> Records excerpted from a collection:
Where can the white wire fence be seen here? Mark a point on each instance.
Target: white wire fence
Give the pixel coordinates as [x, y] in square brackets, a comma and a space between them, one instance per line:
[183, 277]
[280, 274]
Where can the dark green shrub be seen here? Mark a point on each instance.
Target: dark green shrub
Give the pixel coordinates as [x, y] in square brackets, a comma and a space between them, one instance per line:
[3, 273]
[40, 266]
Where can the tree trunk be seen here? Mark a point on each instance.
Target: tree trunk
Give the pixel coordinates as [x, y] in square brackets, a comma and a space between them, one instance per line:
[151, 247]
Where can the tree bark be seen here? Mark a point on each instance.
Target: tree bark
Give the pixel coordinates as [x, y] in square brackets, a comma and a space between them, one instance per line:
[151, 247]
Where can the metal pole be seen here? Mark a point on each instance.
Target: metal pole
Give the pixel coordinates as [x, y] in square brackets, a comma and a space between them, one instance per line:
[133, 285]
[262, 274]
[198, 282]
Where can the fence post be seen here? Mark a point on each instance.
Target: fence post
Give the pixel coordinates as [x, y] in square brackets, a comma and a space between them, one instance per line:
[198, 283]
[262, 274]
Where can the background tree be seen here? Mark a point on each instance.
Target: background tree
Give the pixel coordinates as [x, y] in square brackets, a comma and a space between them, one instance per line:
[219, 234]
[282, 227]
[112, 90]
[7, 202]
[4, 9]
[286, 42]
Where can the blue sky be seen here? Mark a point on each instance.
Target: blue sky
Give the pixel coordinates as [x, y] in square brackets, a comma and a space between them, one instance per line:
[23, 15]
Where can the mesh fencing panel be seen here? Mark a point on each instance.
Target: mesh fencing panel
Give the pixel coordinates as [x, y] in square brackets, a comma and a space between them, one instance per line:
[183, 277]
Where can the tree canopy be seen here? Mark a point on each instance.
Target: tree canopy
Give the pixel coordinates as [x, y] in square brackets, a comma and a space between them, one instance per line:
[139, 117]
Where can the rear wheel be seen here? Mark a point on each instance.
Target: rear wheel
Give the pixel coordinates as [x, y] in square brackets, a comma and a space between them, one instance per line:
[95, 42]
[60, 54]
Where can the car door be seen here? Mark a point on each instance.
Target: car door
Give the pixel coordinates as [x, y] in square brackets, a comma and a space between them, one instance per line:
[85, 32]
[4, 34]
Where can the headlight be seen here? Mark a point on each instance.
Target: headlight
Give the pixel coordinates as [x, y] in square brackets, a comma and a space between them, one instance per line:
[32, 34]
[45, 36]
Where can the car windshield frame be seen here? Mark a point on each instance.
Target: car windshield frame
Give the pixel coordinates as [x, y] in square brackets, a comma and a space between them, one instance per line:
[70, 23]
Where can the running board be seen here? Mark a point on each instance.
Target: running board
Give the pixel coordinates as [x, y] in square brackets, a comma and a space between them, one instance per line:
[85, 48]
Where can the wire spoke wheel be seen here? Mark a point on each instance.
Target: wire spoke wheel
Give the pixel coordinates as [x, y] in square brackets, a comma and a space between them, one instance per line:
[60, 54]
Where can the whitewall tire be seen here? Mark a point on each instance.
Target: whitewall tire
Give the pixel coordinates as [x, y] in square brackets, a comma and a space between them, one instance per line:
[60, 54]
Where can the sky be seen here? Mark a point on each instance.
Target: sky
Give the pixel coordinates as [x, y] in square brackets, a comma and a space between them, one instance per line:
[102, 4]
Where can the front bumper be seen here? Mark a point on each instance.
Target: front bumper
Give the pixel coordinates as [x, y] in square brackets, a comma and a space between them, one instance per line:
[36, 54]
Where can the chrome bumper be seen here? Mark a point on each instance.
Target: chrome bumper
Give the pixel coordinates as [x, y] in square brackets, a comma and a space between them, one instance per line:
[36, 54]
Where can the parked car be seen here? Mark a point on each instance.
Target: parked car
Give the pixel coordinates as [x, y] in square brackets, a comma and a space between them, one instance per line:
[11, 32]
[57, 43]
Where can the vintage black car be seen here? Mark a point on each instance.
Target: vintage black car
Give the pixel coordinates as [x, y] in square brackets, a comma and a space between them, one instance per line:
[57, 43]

> PROMPT:
So that nothing differs from the original, transcribe all of the records above.

> WRITTEN REPLY:
Where can the white wire fence be seen here? Mark a point on each instance.
Target: white wire fence
Give the pixel coordinates as [x, y] in square brackets, a comma and a space between them, one instance per line:
[183, 277]
[280, 274]
Where can the dark green shrub be seen here? Mark a point on each instance.
Target: dark green shrub
Give the pixel coordinates as [x, y] in square brackets, a comma and a space between them, one instance per line:
[3, 273]
[40, 266]
Where can the tree trunk be seen here? Mark a point on each instance.
Target: tree trunk
Give the pixel coordinates as [x, y] in square brackets, a comma and a space between them, one instance per line:
[151, 247]
Where can the tree bark be seen here? Mark a point on each instance.
Target: tree bark
Give the pixel coordinates as [x, y] in square brackets, a comma and a space between them, one instance per line:
[151, 247]
Where can the metal pole be seen here? Mark a point on each instance.
Target: metal pole
Give the pixel coordinates as [x, y] in square brackets, a comma and a space between them, one instance per line:
[133, 285]
[262, 274]
[198, 282]
Where can the fence post be seen here? Mark a point on each instance.
Target: fence post
Give the pixel coordinates as [x, y] in square brackets, a comma and a space between them, one instance per line:
[198, 283]
[262, 274]
Where can the background tree be seen here? Mark a point on each instance.
Target: background tree
Give the pixel coordinates as [x, y] in square brackets, a comma and a space between them, one instance per line:
[219, 234]
[282, 227]
[112, 90]
[7, 202]
[4, 9]
[286, 42]
Where can the blue sky be seen here? Mark a point on each instance.
Target: blue sky
Give the pixel coordinates as [x, y] in square brackets, a comma and a space between them, one instance per line:
[23, 15]
Where can the mesh fencing panel be seen here? Mark a point on each instance.
Target: mesh fencing panel
Give the pixel coordinates as [x, y] in square brackets, a comma and a space between them, one instance per line:
[183, 277]
Where can the tree canopy be seen here? Mark a point on each instance.
Target: tree canopy
Give the pixel coordinates as [x, y] in square brackets, a comma and a space between them, one instance per line:
[139, 117]
Where can the rear wheel be seen here? Mark a point on each instance.
Target: rear wheel
Give the pixel coordinates as [x, y] in square brackets, a comma and a space between them, one instance per line:
[95, 42]
[60, 54]
Where can the car door be seen here? Mark a point on each instance.
Target: car door
Give the pixel coordinates as [x, y] in square brackets, a comma and a space between them, one instance per line:
[85, 32]
[4, 34]
Where can the headlight be seen here? Mark a point on each instance.
Target: headlight
Give the pixel coordinates as [x, y] in square brackets, a comma and a space between them, one instance per line:
[32, 34]
[45, 36]
Where can the car windshield frame be seen here? Mark a point on each instance.
Target: car windshield frame
Give the pixel coordinates as [x, y] in square brackets, a comma and a space between them, one instance per line:
[70, 23]
Where can the running board be seen here? Mark a point on each instance.
Target: running board
Give the pixel coordinates as [x, y] in square brackets, a comma and a space between them, one instance per line:
[85, 48]
Where can the wire spoke wheel be seen here? Mark a point on each instance.
Target: wire spoke wheel
Give the pixel coordinates as [x, y] in square brackets, a comma and a space between them, one instance per line:
[60, 54]
Where can the whitewall tire be seen here? Mark a point on each instance.
Target: whitewall tire
Give the pixel coordinates as [x, y] in square brackets, a comma and a space between them, one instance per line:
[60, 54]
Where can the sky be seen here? Mark a point on each instance.
Target: sky
Give the pixel coordinates as [x, y] in square brackets, a comma and a space between them, one instance per line:
[102, 4]
Where can the front bumper be seen here? Mark a point on each instance.
Target: front bumper
Give the pixel coordinates as [x, y] in square brackets, a comma and a space between them, one instance per line:
[36, 54]
Where can the chrome bumper be seen here? Mark a point on each instance.
Target: chrome bumper
Give the pixel coordinates as [x, y] in square brackets, a comma and a space between them, one instance per line:
[36, 54]
Where can the parked car be seen here? Mark a point on each instance.
Target: parked car
Give the pixel coordinates as [x, y] in square brackets, a comma and a space between them, one instance per line:
[11, 32]
[57, 43]
Where can the vintage black car be seen here? Mark a point on each instance.
Target: vintage black car
Give the pixel coordinates as [x, y] in square brackets, a comma and a space between them, one instance per line:
[57, 43]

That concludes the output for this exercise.